According to the article on the Lead the Way group's day at UOW, what did students design and fabricate during the Makerspace workshop?

[DOCUMENT SECTION — start]

The University of Wollongong (UOW) last week (Wednesday 12 October) welcomed a group of young women who are members of the Multicultural Communities Council of Illawarra (MCCI) Lead the Way program for a day of hands-on workshops and conversations on technology, entrepreneurship and career paths for young women in STEM.

iAccelerate, UOW Makerspace, Future Students STEM team and female STEM researchers contributed to showcasing available opportunities within and supported by UOW.

Lead the Way is a youth leadership initiative for young women from culturally and linguistically diverse (CALD) backgrounds which supports the next generation of community leaders. The program supports young women to develop skills to navigate employment and to connect them with mentoring and role models for ongoing learning and personal growth.

Bec Collins, a Youth Development Worker with MCCI, said the day demonstrated that there are many pathways to tertiary education and lots of ways to learn.

“We brought the young women here today to break down the perceptions that a university education and STEM isn’t for them. They had the opportunity to experience some hands-on, practical and fun applications of STEM and realise that University isn’t just about having your head in a book.”

Dr Lihong Su, from the UOW School of Mechanical, Materials, Mechatronics and Biomedical Engineering, said the day was designed to highlight the impact of advances in science and technology to young women, beginning with a hands-on workshop in the UOW Makerspace where students created jewellery from recycled plastics.

“During the workshop students designed and fabricated jewellery pieces using recycled plastics and laser cutting technology,” Dr Su said.

“The workshop showed that by understanding the science of thermoplastics, coupled with creativity and making use of computer design and modern manufacturing techniques we can make something fun and fashionable.

“All of the steps were easy to understand – this is how we increase the girls’ interest, engagement and confidence in pursuing a future in STEM.”

Dr Tamantha Stutchbury, Director of iAccelerate, said, “The Lead the Way program is a great way to showcase many opportunities, including entrepreneurialism. iAccelerate is committed to equity and diversity, and we value this opportunity to spend time with these future leaders.

“We want everyone have the opportunity to invent, share and change the world.”

During the afternoon, students participated in a Q&A session discussing careers in STEM with prominent women science and engineering researchers who shared their varied career paths and experiences and offered insights into the different, and sometimes unexpected, pathways to a tertiary education.

Grace Kennedy, Research Fellow in Systems Engineering, shared, “Never be afraid to try – you don’t know where something may go if you just give it a shot. I got my start by writing to engineering firms, not knowing if they’d write back.

This program aligns with UOWs commitment to the UN Sustainable Developments Goals, specifically, 4 (Quality Education), 5 (Gender Equality) and 10 (Reduced Inequalities).

[DOCUMENT SECTION — finish]
[GIVEN DATA — start]

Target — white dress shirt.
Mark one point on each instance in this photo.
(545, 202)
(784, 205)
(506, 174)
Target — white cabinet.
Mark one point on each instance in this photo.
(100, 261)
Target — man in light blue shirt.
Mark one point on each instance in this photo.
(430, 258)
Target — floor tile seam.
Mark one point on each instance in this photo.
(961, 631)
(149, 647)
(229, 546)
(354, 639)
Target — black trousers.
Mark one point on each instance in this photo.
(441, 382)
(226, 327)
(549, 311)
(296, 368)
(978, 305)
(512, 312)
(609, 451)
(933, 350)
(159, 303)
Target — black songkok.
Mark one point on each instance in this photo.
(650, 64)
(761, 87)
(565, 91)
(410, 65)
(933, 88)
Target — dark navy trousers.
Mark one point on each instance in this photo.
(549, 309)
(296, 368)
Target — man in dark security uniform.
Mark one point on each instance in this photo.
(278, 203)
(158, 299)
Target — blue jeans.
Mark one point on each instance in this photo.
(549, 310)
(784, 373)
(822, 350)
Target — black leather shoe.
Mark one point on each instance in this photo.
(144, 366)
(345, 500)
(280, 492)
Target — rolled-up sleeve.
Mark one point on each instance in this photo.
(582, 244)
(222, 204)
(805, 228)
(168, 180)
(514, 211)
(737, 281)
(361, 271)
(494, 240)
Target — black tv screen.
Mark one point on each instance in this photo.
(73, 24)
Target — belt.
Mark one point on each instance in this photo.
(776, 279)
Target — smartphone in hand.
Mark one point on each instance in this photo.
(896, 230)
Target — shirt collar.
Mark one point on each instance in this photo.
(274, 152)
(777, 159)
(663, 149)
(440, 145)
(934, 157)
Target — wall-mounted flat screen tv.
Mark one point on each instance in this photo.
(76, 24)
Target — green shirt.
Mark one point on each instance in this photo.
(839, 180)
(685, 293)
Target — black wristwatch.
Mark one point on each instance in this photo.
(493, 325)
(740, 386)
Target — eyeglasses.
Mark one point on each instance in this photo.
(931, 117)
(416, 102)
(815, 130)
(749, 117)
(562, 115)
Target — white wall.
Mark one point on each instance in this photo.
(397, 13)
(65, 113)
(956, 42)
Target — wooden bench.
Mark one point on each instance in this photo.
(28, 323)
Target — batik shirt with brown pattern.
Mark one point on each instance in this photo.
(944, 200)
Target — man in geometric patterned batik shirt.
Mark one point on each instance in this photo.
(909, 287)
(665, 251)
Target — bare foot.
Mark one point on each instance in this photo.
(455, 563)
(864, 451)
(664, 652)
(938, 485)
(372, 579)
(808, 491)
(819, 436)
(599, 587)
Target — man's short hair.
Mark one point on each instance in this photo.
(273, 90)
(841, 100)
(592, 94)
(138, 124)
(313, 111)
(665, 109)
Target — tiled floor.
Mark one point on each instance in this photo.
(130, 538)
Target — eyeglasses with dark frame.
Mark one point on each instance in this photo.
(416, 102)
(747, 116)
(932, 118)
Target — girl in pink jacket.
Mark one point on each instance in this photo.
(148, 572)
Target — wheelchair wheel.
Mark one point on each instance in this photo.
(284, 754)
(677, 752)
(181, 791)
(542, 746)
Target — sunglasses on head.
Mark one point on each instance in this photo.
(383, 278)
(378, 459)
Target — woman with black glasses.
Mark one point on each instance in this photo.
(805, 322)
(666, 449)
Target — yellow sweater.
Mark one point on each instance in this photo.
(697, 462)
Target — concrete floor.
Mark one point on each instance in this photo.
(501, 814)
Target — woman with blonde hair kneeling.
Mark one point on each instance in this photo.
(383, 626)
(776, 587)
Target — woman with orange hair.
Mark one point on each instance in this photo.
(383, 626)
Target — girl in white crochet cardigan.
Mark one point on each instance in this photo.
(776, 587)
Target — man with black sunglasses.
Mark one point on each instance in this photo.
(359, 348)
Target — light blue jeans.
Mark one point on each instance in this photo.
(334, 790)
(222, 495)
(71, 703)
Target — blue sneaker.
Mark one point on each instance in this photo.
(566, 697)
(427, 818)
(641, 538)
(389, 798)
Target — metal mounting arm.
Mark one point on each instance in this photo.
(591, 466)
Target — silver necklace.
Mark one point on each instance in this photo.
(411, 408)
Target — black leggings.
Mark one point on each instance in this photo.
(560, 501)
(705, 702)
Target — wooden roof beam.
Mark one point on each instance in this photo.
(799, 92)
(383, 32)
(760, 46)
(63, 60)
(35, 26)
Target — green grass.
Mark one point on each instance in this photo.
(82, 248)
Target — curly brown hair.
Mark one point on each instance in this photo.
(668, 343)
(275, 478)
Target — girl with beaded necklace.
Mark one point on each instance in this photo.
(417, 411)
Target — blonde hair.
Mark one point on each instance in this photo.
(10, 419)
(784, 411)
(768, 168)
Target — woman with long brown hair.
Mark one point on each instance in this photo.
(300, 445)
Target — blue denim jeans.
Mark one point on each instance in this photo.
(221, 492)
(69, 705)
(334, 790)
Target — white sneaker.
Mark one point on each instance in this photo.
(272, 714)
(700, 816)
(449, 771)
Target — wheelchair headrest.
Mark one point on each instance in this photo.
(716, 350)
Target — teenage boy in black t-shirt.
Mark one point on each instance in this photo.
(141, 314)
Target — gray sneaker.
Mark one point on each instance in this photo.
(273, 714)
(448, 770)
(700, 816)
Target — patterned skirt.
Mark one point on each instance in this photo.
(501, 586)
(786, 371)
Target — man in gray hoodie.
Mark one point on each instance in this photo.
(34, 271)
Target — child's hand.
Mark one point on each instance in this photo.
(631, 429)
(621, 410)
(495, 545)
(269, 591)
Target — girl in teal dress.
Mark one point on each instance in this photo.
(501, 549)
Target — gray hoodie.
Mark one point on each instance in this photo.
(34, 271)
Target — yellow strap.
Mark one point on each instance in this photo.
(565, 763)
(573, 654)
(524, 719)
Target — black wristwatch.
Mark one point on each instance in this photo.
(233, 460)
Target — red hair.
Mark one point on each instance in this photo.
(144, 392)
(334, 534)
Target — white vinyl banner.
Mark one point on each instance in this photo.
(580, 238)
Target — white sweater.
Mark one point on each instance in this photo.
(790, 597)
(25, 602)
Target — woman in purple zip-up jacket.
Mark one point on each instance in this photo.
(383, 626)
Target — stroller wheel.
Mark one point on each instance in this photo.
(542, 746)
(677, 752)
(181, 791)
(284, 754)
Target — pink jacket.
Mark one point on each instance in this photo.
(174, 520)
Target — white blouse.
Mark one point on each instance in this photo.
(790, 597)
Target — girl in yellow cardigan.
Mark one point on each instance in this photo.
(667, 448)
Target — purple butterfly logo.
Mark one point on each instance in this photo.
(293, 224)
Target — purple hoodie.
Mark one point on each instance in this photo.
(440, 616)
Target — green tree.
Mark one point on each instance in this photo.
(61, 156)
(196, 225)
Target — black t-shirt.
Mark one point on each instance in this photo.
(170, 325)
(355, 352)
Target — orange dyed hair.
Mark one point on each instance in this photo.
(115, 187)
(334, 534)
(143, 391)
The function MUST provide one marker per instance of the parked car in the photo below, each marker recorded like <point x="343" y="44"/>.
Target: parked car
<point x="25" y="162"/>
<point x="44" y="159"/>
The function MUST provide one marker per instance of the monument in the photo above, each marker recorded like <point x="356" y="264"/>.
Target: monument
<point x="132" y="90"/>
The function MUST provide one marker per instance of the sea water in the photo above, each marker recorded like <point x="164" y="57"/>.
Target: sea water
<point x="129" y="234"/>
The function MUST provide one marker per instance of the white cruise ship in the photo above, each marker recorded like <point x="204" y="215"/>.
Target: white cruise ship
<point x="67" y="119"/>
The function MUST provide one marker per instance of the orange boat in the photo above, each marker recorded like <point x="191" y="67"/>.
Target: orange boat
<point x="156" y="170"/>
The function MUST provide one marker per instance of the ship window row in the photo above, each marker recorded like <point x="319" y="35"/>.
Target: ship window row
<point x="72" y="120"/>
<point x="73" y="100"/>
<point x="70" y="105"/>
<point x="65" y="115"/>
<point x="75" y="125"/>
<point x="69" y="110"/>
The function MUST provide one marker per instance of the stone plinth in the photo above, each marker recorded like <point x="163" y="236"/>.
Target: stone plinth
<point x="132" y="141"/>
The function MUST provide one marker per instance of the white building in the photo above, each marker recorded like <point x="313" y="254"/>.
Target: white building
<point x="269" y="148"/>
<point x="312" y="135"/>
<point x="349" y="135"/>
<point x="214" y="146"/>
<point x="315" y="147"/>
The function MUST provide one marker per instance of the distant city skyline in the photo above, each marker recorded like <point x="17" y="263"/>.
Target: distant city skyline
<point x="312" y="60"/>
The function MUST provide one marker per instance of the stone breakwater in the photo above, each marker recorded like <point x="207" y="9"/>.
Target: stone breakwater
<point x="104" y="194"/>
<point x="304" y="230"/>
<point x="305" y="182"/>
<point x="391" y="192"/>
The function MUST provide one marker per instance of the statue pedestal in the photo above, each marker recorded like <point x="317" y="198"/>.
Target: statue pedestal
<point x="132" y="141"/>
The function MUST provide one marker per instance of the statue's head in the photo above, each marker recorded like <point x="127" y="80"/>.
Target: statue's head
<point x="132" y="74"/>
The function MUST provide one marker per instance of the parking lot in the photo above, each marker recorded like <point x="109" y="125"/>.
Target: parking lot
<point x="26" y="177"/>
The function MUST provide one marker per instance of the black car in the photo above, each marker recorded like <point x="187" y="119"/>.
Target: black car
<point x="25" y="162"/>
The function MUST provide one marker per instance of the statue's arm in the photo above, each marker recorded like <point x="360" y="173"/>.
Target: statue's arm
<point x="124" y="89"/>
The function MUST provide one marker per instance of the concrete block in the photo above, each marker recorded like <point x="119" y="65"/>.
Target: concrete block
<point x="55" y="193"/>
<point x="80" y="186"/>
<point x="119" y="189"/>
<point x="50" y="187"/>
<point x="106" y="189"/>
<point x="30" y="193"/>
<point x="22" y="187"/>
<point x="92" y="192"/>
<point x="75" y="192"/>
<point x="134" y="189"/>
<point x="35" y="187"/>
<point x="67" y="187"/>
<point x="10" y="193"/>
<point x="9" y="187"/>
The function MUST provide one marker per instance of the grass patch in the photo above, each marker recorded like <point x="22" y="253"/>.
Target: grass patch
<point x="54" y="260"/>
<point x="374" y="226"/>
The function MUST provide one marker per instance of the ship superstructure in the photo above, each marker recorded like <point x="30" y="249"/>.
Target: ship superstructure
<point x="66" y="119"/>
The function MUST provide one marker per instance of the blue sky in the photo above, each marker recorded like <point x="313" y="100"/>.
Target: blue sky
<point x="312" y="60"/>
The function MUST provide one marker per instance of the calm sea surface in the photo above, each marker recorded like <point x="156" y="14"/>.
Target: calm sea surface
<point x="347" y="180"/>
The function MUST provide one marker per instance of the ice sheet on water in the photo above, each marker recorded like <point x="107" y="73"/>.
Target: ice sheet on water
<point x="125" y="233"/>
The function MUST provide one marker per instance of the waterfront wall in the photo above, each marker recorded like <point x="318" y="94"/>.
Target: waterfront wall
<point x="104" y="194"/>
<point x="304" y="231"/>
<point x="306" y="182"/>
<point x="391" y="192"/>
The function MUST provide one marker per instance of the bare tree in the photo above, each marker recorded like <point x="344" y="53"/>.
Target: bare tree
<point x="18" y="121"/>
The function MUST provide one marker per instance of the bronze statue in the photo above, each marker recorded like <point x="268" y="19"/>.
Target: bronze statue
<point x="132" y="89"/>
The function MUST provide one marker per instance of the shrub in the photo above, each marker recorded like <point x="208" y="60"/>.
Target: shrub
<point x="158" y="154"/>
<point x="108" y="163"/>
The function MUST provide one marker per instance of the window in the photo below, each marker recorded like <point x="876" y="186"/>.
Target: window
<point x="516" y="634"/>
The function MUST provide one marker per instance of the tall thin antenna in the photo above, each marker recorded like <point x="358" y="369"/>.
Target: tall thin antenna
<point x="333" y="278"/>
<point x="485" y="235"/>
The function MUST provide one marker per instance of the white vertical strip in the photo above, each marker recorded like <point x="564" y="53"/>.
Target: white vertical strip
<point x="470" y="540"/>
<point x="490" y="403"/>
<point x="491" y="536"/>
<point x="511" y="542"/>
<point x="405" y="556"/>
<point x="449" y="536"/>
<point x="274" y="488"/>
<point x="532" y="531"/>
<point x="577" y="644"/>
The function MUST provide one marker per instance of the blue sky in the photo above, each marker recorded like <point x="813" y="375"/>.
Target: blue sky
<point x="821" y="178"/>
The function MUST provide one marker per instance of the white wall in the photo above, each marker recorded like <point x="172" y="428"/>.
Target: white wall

[GIVEN DATA — finish]

— YOUR RESPONSE —
Jewelry pieces made from recycled plastics using laser cutting technology.